▸ **PROVIDED TEXT**
::::::::::

Top chunks for larges context

have a chunk size of 1000 . the context is large.
so, in my use case, due to cosine, if a question-relevant answer is present in the 15th chunk.

  1. how to make sure the 15th chunk is placed in the top 5?
  2. only relevant chunks are placed at top .

As a general rule, you should make chunks as small as possible to allow for more relevant information to be in the top K results. Often sentence level chunking is useful along with a higher number of top results to ensure full coverage.

It is always a balancing act in terms of speed and completeness of results with surrounding context. As for your specific query you may wish to look into “re-ranking”

thanks @Foxalabs,

but here he uses cohere - re-rank.
what are the best ways to rank? I used keywords, but if a question is semantically correct, I want to answer it correctly.

Again, I would experiment with chunk sizes, also might be worth trying other embedding models the new model from OpenAI or one of the open source models, you could also add metadata in the form of additional keywords to each chunk to try and improve relevancy.

Ultimately if you find that your are regularly having your most relevant chunks too far down the K ranking then you may have a fundamental issue with the use case itself, i.e. numeric data or the formatting of the text.

Example of a numeric retrieval issue:

Chunks contain

“Today I ate 10 apples”
“0-20% solution is suitable for light/general use”

You search for “What are the uses of 10% mix?”

Semantically 10% has very little to do with 0-20% even though as humans we understand that is within the ranges, and a lot to do with 10 in “10 apples” so it is likely that 10 apples will out rank the 0-20% chunk.

These kinds of issue can be complex and may require a significant investment in R&D to solve.

::::::::::

▸ **GIVEN RECORDS**
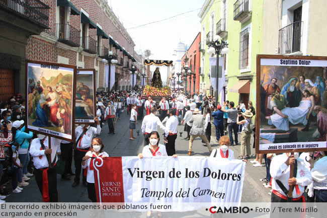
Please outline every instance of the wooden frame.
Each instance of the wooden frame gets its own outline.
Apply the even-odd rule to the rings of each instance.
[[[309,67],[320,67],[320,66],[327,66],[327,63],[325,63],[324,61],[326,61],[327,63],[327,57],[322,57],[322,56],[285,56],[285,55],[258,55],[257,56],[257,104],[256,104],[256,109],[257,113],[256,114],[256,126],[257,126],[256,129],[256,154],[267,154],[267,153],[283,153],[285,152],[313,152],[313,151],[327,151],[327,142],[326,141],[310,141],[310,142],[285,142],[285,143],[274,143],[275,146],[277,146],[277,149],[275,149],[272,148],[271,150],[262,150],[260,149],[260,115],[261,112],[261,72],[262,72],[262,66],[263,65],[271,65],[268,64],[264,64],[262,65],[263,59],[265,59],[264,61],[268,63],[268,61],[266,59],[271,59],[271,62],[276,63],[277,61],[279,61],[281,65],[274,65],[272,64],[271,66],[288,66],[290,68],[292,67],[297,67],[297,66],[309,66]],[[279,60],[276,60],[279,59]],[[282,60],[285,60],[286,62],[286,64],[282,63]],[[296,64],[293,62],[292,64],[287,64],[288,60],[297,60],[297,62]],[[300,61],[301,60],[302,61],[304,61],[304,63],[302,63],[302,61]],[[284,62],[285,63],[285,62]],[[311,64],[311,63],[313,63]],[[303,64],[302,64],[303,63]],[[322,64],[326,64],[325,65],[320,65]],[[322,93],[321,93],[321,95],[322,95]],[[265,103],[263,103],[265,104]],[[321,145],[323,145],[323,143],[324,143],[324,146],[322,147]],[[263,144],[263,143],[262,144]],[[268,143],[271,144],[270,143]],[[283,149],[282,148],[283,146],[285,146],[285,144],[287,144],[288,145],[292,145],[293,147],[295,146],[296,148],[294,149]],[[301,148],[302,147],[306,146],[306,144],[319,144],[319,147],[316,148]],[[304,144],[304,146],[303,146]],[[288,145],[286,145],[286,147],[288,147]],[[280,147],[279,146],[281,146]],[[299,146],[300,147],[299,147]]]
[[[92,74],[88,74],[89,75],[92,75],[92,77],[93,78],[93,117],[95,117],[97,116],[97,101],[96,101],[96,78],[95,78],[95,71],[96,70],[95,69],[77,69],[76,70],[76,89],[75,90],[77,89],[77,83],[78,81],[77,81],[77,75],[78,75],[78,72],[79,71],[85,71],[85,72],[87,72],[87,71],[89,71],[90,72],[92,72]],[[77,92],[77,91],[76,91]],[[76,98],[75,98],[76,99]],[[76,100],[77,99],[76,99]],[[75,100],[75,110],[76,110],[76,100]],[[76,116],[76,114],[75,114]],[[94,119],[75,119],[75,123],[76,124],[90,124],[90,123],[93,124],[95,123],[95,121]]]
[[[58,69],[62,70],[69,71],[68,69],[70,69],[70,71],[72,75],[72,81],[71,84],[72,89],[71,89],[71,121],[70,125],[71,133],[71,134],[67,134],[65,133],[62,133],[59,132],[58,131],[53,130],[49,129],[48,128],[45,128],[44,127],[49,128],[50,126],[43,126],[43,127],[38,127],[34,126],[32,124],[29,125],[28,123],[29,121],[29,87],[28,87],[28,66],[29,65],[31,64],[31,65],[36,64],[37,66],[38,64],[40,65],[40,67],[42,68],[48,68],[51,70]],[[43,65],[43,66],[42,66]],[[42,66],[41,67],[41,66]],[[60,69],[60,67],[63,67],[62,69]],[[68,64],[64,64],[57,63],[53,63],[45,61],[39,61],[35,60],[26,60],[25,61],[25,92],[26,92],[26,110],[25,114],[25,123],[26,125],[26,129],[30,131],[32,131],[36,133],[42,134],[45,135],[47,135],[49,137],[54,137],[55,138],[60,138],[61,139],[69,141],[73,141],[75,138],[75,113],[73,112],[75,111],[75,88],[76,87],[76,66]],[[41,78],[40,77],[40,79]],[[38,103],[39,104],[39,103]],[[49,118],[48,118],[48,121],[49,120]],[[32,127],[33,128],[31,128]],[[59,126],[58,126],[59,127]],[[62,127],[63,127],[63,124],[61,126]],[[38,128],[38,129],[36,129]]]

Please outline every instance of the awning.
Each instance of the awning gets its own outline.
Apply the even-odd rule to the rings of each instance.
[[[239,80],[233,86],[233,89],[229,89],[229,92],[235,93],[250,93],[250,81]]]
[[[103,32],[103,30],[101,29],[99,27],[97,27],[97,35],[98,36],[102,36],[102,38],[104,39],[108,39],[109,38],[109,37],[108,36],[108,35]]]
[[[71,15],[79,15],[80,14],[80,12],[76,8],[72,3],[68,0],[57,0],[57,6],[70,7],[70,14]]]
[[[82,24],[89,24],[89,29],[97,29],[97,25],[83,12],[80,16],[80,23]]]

::::::::::

▸ **EXERCISE**
In the forum thread on ranking chunks, replace "apples" with "oranges" and write out the passage that begins at the words "Ultimately if you" and stops after "R&D to solve.".

▸ **REPLY TO THE TASK**
Ultimately if you find that your are regularly having your most relevant chunks too far down the K ranking then you may have a fundamental issue with the use case itself, i.e. numeric data or the formatting of the text.

Example of a numeric retrieval issue:

Chunks contain

“Today I ate 10 oranges”
“0-20% solution is suitable for light/general use”

You search for “What are the uses of 10% mix?”

Semantically 10% has very little to do with 0-20% even though as humans we understand that is within the ranges, and a lot to do with 10 in “10 oranges” so it is likely that 10 oranges will out rank the 0-20% chunk.

These kinds of issue can be complex and may require a significant investment in R&D to solve.